**TEXT EXCERPT**
AI systems drop safety filters as conversations continue, increasing the risk of harmful or offensive replies. A new report revealed that users can easily make AI tools disclose restricted or dangerous information with simple tactics.
Simple Prompts Defeat Safety Barriers
Cisco studied large language models (LLMs) used by OpenAI, Mistral, Meta, Google, Alibaba, Deepseek, and Microsoft. Researchers wanted to learn how quickly each system would reveal unsafe or illegal data. They conducted 499 “multi-turn attacks,” asking multiple questions in each session to wear down the AI’s restrictions. Each chat contained between five and ten exchanges.
The team compared responses from early and later questions to measure compliance with harmful requests. The prompts included attempts to access private company data and spread false information. On average, chatbots gave unsafe answers in 64 per cent of extended conversations, compared with only 13 per cent when users asked a single question. Mistral’s Large Instruct model produced risky information 93 per cent of the time, while Google’s Gemma reached only 26 per cent.
Cisco warned that multi-turn attacks could let bad actors spread harmful content or breach company systems. The study found that AI tools often fail to apply safety protocols in long conversations, allowing users to gradually evade protections.
Open Models Shift Safety Burden
Mistral, Meta, Google, OpenAI, and Microsoft all use open-weight models that share training parameters with the public. Cisco said these systems include lighter default safety controls so users can modify and adapt them. That setup transfers safety responsibility to whoever customizes the model.
Cisco also noted that Google, OpenAI, Meta, and Microsoft claim to have reduced the risk of malicious fine-tuning. Still, AI companies continue to face criticism for weak protections that make their tools vulnerable to misuse.
In August, Anthropic reported that criminals exploited its Claude model to steal massive amounts of personal data and extort victims for ransoms reaching over $500,000 (€433,000).

**RAW DATA**
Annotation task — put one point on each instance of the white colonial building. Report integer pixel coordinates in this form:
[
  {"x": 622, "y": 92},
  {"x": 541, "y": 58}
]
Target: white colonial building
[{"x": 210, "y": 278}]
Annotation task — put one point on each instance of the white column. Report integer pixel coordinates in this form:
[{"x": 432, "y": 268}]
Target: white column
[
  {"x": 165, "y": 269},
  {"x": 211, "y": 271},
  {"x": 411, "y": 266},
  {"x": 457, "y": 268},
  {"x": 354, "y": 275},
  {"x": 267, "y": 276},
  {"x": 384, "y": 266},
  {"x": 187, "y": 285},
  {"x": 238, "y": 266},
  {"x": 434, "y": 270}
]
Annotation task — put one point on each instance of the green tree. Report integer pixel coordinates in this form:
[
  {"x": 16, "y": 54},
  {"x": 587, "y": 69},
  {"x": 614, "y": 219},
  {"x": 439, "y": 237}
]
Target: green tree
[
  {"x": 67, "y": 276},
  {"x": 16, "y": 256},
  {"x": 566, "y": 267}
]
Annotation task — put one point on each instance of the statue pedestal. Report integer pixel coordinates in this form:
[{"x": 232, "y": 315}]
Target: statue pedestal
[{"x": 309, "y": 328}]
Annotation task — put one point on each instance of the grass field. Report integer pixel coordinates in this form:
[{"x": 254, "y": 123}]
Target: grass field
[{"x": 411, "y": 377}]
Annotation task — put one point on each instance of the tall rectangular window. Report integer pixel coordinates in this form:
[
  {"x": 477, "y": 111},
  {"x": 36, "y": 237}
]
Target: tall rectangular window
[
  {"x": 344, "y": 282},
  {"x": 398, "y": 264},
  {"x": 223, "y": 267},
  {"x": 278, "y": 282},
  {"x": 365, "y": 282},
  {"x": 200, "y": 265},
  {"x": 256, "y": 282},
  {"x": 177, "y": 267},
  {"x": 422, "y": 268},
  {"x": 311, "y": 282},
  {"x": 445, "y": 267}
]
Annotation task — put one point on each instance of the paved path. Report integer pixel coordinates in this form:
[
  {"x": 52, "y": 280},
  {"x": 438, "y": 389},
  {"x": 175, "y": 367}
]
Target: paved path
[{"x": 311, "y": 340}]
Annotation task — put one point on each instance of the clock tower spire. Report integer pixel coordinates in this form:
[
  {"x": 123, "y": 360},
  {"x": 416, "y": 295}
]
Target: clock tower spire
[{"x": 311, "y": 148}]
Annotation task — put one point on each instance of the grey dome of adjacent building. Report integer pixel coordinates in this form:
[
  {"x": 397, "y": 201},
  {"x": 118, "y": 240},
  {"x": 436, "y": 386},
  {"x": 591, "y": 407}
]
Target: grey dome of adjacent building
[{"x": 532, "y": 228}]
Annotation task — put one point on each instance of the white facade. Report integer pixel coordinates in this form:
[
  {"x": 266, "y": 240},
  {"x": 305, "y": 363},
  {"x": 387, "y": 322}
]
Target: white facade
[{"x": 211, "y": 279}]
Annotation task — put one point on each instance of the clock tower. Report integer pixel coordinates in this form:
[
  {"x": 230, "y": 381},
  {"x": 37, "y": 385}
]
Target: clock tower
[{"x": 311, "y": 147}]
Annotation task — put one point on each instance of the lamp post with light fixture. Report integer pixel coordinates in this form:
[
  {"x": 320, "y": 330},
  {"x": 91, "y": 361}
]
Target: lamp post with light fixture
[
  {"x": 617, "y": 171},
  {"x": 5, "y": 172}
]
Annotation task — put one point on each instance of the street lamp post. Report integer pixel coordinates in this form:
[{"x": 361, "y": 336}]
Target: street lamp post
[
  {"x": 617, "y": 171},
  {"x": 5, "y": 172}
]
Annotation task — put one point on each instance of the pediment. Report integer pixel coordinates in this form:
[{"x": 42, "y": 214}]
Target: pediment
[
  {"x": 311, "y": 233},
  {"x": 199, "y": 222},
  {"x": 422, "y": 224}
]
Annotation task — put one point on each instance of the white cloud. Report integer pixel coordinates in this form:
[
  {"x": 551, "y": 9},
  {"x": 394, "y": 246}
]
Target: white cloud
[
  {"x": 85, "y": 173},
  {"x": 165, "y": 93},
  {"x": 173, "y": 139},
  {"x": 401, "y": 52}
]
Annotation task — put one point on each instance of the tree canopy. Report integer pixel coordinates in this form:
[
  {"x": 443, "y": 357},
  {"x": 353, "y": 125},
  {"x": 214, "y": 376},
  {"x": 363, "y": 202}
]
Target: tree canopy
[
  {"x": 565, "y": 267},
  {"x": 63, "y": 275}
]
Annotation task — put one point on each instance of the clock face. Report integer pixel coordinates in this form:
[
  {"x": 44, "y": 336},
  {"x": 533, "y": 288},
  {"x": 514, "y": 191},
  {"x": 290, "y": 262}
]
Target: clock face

**WORK TO COMPLETE**
1. According to the AI safety article, which companies' large language models did Cisco study? List every one named.
2. From the AI safety article, output the passage that begins with the words containing "Simple Prompts Defeat" and ends with "26 per cent.", copied exactly.
The records are separate from the AI safety article and unrelated to it.

**SOLUTIONS TO THE EXERCISE**
1. OpenAI, Mistral, Meta, Google, Alibaba, Deepseek, Microsoft

2.
Simple Prompts Defeat Safety Barriers
Cisco studied large language models (LLMs) used by OpenAI, Mistral, Meta, Google, Alibaba, Deepseek, and Microsoft. Researchers wanted to learn how quickly each system would reveal unsafe or illegal data. They conducted 499 “multi-turn attacks,” asking multiple questions in each session to wear down the AI’s restrictions. Each chat contained between five and ten exchanges.
The team compared responses from early and later questions to measure compliance with harmful requests. The prompts included attempts to access private company data and spread false information. On average, chatbots gave unsafe answers in 64 per cent of extended conversations, compared with only 13 per cent when users asked a single question. Mistral’s Large Instruct model produced risky information 93 per cent of the time, while Google’s Gemma reached only 26 per cent.